## Exercise instructions
A - From the Gaby Aghion piece, reproduce word for word the part that opens with the words containing "Aghion presented her" and closes with "of Paris couture.".
B - Answer these from the Gaby Aghion piece:
(i) At what age did Aghion marry Raymond Aghion?
(ii) How many dresses made up her first capsule collection?
(iii) In what year did Karl Lagerfeld join the Chloé studio?

BEGIN Given text

Gaby Aghion was the co-founder of the Chloé house, which revitalised the French fashion world of the 1950s and introduced the ready-to-wear concept to high fashion.
Born into a wealthy, intellectual Parisian family, Aghion, described by her company as a “dark beauty and bohemian spirit”, spent her youth in Alexandria. “Egypt is a colour for me. The sand is the most beautiful sand I have ever seen. A rose-tinted beige. It feels like silk in your hands,” she recalled of the shade and fabrication which were to symbolise Chloé.
As the recipient of what Aghion described as a “high-society French education”, she learnt the inherent essence of Parisian chic as an infant. Her mother was passionate about fashion, employing a seamstress to make clothes inspired by illustrations in French fashion magazines. Aghion was married at 19 to her childhood sweetheart, Raymond Aghion, the son of successful cotton importers. She had first met him at the age of seven when they both attended the local primary school. They moved together to Paris in 1945, “I had never seen such elegance in my life,” Aghion recalled. “For me, fashion was France.”
Though married to a man who could provide her with a leisurely lifestyle, Aghion was determined to exert her independence and earn her own money. “I wanted to make a few dresses in my style,” she said, proceeding to define her design signature in a couple of sentences: “Classic and simple. That’s Gaby Aghion.”
With a penchant for sports and beachwear, as opposed to the grandiose evening gowns of the 1950s, she bought some cotton poplin and made an edited capsule collection of six dresses. “It amused my intellectual friends,” she observed of the writers, artists and thinkers she surrounded herself with as part of the Left Bank bohemian set. “They said, ‘We give it two weeks’.” She borrowed her friend Chloé Huymans’ name for the brand, saying, “I thought it was pretty… I could not put my name on the label because at that time you couldn’t do that.”
Aghion presented her first collection to the press over breakfast at the famous Café de Flore, on the corner of Boulevard Saint-Germain. Not only were the clothes a breath of fresh air, the location and the way they were presented was groundbreaking. Fashion shows of the 1950s were incredibly formulaic, but Aghion wanted to show her style informally, over coffee and croissants. Comprising a predominantly neutral palette, Aghion’s vision of female wearability was a complete contradiction to the formality of Paris couture.
It felt uncomplicated and effortless, and success was instantaneous. Boutique owners and their customers completely related to Aghion’s concept of luxurious yet accessible, ready-to-wear. She described the speed of impact and the ensuing sales as “like a tornado”.
Together with her business partner, Jacques Lenoir, she employed half a dozen seamstresses to keep up with demand. She was on a quest to seek new talent to invigorate the Chloé brand, and it attained increased popularity when a talented young designer called Karl Lagerfeld joined the Chloé studio in 1963.
“I was a little reluctant to hire him, thinking Germans had questionable taste,” she remembered. “I went on to love Karl and form a special working relationship with him that lasted over two decades. I loved his cleverness – he was cultivated, and an art lover too.” Sophistication apart, she also admired Lagerfeld’s work ethic. “Other designers would bring me two designs. Karl would bring me 20 within a day.”

END Given text
BEGIN Data extract

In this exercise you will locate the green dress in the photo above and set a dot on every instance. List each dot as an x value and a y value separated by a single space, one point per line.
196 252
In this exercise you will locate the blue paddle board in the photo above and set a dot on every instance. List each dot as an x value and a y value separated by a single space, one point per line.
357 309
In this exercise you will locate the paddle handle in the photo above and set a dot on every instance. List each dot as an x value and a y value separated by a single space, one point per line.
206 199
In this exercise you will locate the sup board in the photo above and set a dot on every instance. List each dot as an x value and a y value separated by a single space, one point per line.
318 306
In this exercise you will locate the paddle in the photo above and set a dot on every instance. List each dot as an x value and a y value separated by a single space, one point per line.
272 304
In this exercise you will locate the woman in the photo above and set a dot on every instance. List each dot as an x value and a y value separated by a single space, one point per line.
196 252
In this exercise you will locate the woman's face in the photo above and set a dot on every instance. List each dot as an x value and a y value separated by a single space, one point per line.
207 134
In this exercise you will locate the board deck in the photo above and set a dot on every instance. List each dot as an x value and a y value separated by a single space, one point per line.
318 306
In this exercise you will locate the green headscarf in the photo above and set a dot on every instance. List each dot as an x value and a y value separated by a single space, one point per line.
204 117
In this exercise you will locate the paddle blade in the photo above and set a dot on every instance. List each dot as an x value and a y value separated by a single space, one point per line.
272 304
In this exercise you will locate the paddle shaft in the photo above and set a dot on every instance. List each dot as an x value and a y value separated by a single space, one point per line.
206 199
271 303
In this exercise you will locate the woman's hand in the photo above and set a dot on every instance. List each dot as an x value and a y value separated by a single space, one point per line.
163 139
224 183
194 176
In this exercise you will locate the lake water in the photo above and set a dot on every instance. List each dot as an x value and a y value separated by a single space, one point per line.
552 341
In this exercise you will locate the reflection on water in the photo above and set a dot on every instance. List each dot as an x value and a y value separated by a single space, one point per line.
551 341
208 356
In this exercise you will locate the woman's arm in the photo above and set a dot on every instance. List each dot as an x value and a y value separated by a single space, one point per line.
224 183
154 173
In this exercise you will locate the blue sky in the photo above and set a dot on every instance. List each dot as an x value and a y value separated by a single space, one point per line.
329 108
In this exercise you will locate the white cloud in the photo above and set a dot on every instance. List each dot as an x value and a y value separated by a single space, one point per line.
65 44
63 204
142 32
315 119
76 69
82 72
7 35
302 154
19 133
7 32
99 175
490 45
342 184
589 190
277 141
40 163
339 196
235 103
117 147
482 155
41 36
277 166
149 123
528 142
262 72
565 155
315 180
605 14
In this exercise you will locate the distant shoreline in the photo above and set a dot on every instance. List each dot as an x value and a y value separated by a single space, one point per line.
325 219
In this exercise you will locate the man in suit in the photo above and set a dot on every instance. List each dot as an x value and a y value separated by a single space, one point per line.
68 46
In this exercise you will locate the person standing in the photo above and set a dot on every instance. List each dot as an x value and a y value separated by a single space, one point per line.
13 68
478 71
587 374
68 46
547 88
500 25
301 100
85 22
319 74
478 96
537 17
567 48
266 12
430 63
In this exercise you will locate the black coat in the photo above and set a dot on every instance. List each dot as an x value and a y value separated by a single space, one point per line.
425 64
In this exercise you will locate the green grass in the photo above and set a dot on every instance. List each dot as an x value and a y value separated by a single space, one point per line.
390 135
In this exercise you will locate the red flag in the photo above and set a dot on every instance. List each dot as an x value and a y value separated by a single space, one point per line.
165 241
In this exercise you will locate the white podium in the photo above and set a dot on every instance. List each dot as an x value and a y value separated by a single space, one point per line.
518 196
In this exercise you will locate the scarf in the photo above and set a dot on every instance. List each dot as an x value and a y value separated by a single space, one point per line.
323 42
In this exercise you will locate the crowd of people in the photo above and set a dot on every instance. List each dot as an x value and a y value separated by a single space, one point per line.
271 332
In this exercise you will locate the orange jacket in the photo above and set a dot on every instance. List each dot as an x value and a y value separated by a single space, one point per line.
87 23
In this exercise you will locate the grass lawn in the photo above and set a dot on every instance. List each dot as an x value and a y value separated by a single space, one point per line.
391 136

END Data extract

## Full answers
A -
Aghion presented her first collection to the press over breakfast at the famous Café de Flore, on the corner of Boulevard Saint-Germain. Not only were the clothes a breath of fresh air, the location and the way they were presented was groundbreaking. Fashion shows of the 1950s were incredibly formulaic, but Aghion wanted to show her style informally, over coffee and croissants. Comprising a predominantly neutral palette, Aghion’s vision of female wearability was a complete contradiction to the formality of Paris couture.

B -
(i) 19
(ii) Six
(iii) 1963